Exercise goal:
Return every record below exactly as given, images excluded.

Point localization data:
====

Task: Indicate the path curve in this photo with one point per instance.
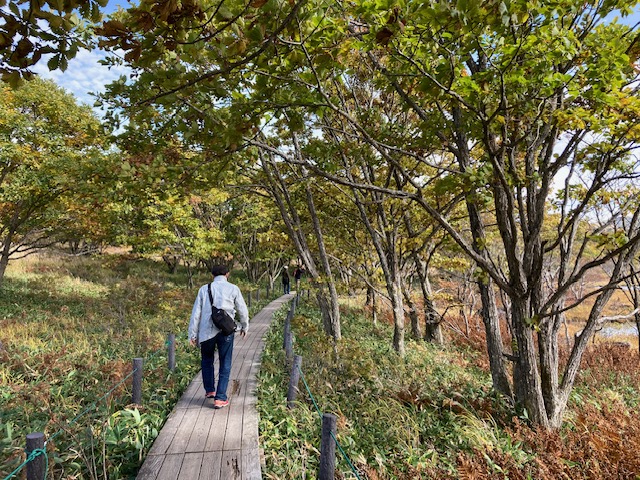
(200, 443)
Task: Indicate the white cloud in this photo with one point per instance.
(83, 76)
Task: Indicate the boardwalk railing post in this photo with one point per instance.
(294, 379)
(328, 447)
(172, 351)
(136, 397)
(288, 345)
(36, 467)
(287, 330)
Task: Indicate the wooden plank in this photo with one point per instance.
(200, 443)
(250, 428)
(151, 468)
(211, 463)
(233, 432)
(191, 466)
(198, 439)
(251, 464)
(231, 467)
(215, 440)
(171, 467)
(182, 436)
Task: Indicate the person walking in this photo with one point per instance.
(203, 332)
(285, 280)
(297, 275)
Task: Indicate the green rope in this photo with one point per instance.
(34, 453)
(309, 391)
(353, 469)
(94, 404)
(43, 451)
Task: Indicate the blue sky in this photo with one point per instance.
(85, 75)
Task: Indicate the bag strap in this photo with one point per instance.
(210, 297)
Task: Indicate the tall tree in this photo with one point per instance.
(50, 150)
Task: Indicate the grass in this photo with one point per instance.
(432, 415)
(70, 328)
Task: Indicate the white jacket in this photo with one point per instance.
(226, 296)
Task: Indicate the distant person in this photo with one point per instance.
(285, 280)
(297, 274)
(202, 331)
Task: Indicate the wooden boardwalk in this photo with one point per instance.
(198, 442)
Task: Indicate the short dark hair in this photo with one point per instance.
(219, 270)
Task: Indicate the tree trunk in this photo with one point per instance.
(4, 256)
(526, 375)
(331, 311)
(398, 317)
(413, 313)
(637, 317)
(495, 348)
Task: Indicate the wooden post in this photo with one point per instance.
(172, 352)
(136, 397)
(287, 330)
(294, 379)
(288, 345)
(328, 447)
(37, 466)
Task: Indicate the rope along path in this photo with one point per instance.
(315, 404)
(43, 451)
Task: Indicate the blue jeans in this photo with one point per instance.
(224, 343)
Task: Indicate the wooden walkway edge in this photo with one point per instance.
(198, 442)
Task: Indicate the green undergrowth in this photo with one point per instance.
(397, 418)
(69, 330)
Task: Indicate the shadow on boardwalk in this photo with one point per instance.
(198, 442)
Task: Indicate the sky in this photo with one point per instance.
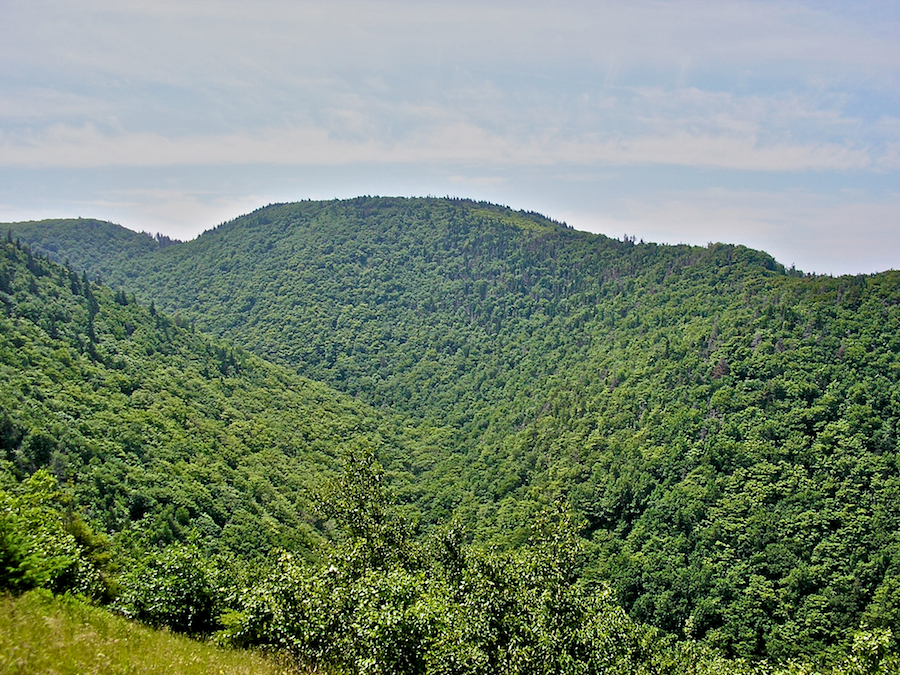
(770, 124)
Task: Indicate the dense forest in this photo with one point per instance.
(709, 439)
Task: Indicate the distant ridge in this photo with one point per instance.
(727, 428)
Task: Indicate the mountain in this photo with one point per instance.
(727, 428)
(158, 430)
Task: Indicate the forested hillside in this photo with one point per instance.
(727, 429)
(157, 431)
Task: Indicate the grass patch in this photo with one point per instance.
(40, 633)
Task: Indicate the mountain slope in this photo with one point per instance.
(159, 431)
(728, 430)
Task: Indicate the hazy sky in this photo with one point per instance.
(771, 124)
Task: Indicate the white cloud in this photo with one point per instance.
(838, 234)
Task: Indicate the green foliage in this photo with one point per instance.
(728, 431)
(43, 546)
(176, 587)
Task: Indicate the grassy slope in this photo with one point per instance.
(43, 635)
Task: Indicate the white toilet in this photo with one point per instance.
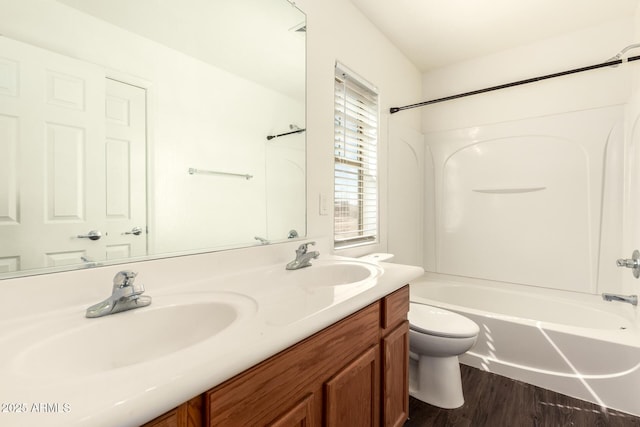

====

Finished task:
Task: Indicate the path curve in this photo with one point per instance.
(200, 443)
Task: Indicate the white cloud in this photo with one point per instance.
(83, 76)
Task: Indicate the boardwalk railing post in this photo with one point per instance.
(294, 379)
(328, 447)
(172, 351)
(136, 397)
(288, 345)
(36, 467)
(287, 330)
Task: Indicate the wooden plank in this photo with one point per instance.
(200, 443)
(250, 428)
(151, 468)
(211, 463)
(233, 432)
(191, 466)
(198, 439)
(251, 464)
(231, 467)
(215, 440)
(171, 467)
(182, 436)
Task: Indicate the person walking in this photo with one point per instance.
(203, 332)
(285, 280)
(297, 275)
Task: Indicate the green rope in this photo with one point per instance.
(34, 453)
(309, 391)
(353, 469)
(94, 404)
(43, 451)
Task: Indicate the blue sky in this photo with one point per instance.
(85, 75)
Task: Indicate the bag strap in this photo with one point per instance.
(210, 297)
Task: Indicate the tall tree in this photo with one point per instance.
(50, 150)
Task: Indicate the grass in this photo with one point per instance.
(432, 415)
(70, 328)
Task: Indicate the white jacket in this photo with one point per instance.
(226, 296)
Task: Indicate the distant person in this photo with one point per instance.
(285, 280)
(297, 274)
(202, 331)
Task: Indicate the wooden boardwalk in this photo with one point per instance.
(198, 442)
Task: Indicate the short dark hair in this photo with one point per instance.
(219, 270)
Task: Indicate the tree trunk in this photo with one point per instance.
(4, 256)
(526, 375)
(331, 311)
(398, 317)
(413, 313)
(637, 317)
(495, 348)
Task: Indicate the wooden post in this photo with one point per instance.
(172, 352)
(136, 397)
(287, 330)
(294, 379)
(288, 345)
(328, 447)
(37, 466)
Task: Indicate the rope along path in this photo with one point per instance.
(315, 404)
(43, 451)
Task: Indicate the blue jeans in this photo with one point per instance.
(224, 343)
Task: Indicate the wooden walkway edge in this photo with one point per instance.
(198, 442)
Task: Indicate the green undergrowth in this photo with one point per instance.
(397, 418)
(69, 330)
Task: Indicate the shadow on boardwalk in this photo with one point per instance.
(198, 442)
Task: Indicate the sky in this photo with one point per instance.
(770, 124)
Task: Indicate the dense forest in this photo with one point per instance.
(709, 439)
Task: Indicate the distant ridge in this photo with one point per instance.
(727, 428)
Task: Indicate the mountain in this photo with one point per instance.
(727, 428)
(158, 430)
Task: Indicate the forested hillside in this photo with one point per instance.
(727, 429)
(157, 431)
Task: Indicate the grass patch in this photo with one point per instance.
(40, 633)
Task: Indicate the mountain slope in this photo with one point per instance.
(159, 431)
(728, 430)
Task: Indicate the hazy sky in this photo with one point per instance.
(771, 124)
Task: Indicate the white cloud in this photo with one point per instance.
(838, 234)
Task: Indicate the green foliage in this photo with one point per instance.
(728, 431)
(43, 546)
(176, 587)
Task: Indicate the grassy slope in this photo with one point per instance.
(43, 635)
Task: Indicate the white toilet in this photo with one point per instance.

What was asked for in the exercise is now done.